● **ENTRIES SUPPLIED**
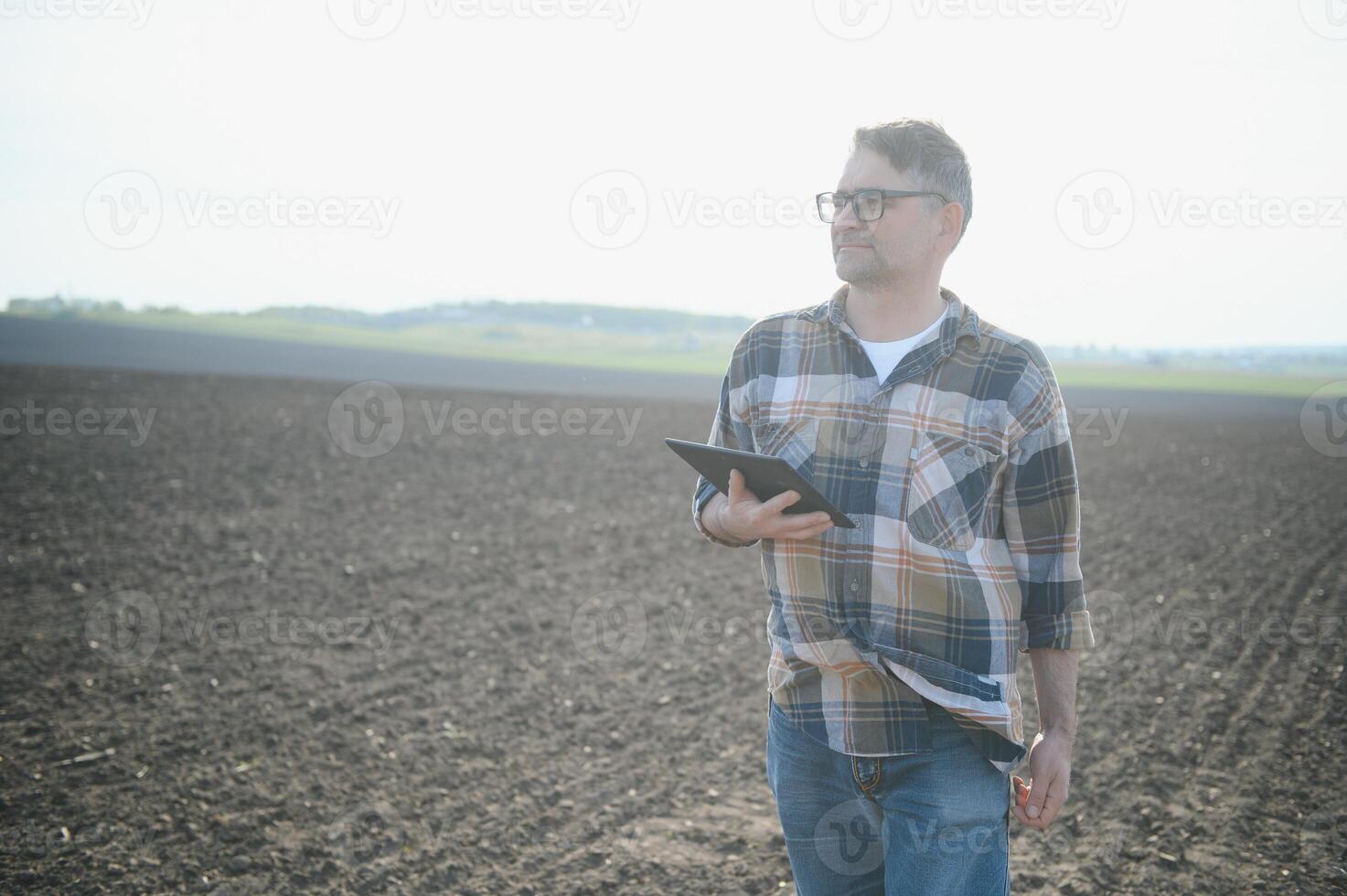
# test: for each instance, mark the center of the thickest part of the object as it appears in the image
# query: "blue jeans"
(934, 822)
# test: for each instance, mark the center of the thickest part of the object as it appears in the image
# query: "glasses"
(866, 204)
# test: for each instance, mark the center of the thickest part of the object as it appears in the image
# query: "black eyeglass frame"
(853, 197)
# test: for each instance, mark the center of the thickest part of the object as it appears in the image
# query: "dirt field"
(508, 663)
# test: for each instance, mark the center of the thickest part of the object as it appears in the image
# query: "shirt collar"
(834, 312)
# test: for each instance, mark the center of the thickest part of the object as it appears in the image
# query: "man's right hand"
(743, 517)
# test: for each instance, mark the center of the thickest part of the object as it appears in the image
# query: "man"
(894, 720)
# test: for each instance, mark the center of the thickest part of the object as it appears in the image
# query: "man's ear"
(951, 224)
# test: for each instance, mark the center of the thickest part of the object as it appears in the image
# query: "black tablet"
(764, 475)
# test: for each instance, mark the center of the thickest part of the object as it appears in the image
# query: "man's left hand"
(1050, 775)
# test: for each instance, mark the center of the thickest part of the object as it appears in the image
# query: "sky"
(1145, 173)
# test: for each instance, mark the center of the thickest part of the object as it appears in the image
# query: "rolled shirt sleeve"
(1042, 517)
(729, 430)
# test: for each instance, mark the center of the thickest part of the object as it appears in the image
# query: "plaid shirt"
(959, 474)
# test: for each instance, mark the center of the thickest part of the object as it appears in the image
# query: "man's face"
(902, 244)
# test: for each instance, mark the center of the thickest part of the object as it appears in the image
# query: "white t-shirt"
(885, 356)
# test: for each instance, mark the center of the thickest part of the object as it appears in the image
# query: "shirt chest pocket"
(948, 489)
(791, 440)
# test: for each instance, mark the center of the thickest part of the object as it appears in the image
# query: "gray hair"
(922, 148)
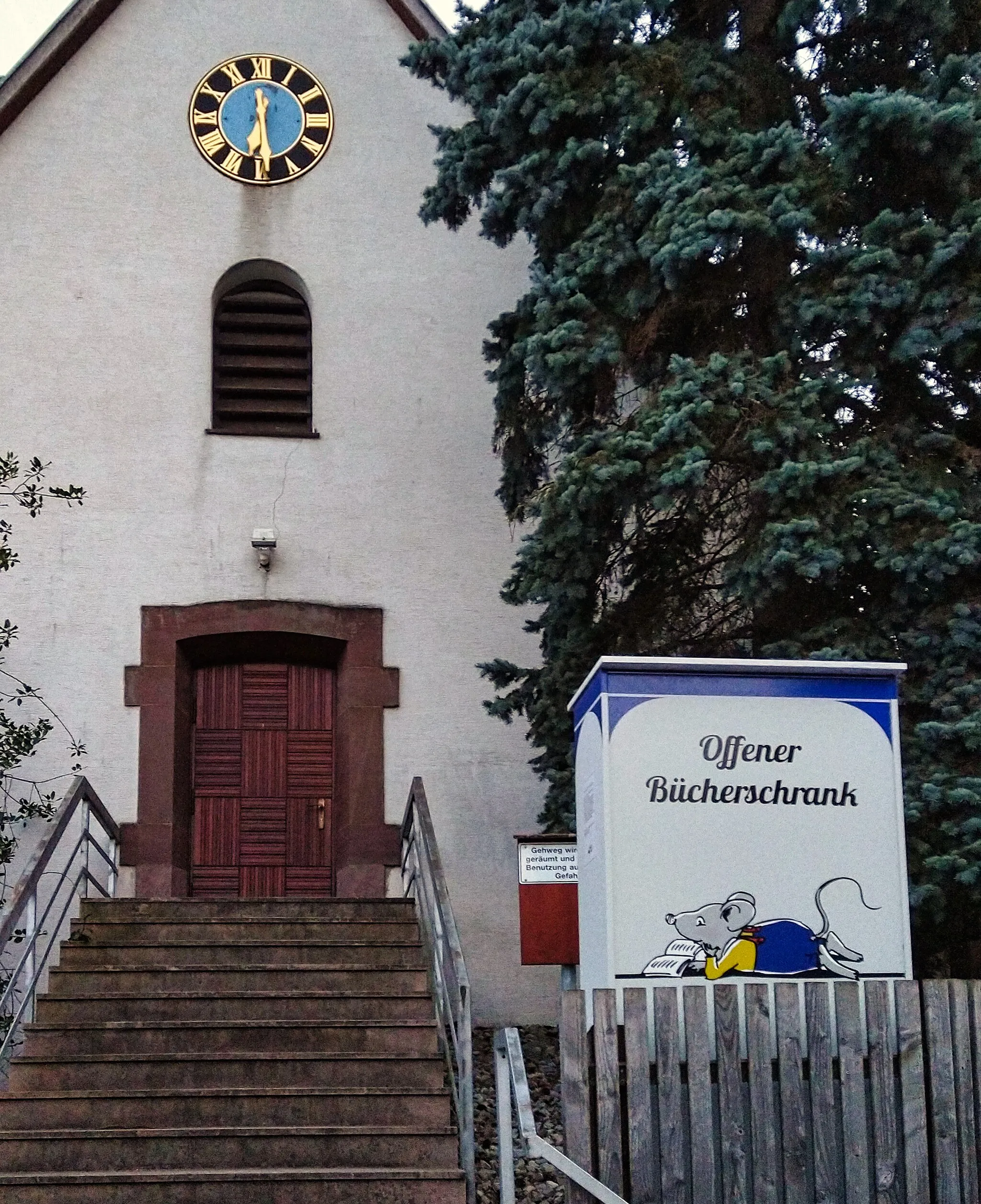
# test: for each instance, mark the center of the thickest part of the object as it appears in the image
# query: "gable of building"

● **GOAL OF THE EXERCISE**
Report every line in the listing above that contains the string "shirt". Case counts.

● **ANSWER IN FULL**
# query: "shirt collar"
# query: "rolled shirt sleeve"
# query: "plaid shirt"
# query: "white t-shirt"
# query: "shirt chest pocket"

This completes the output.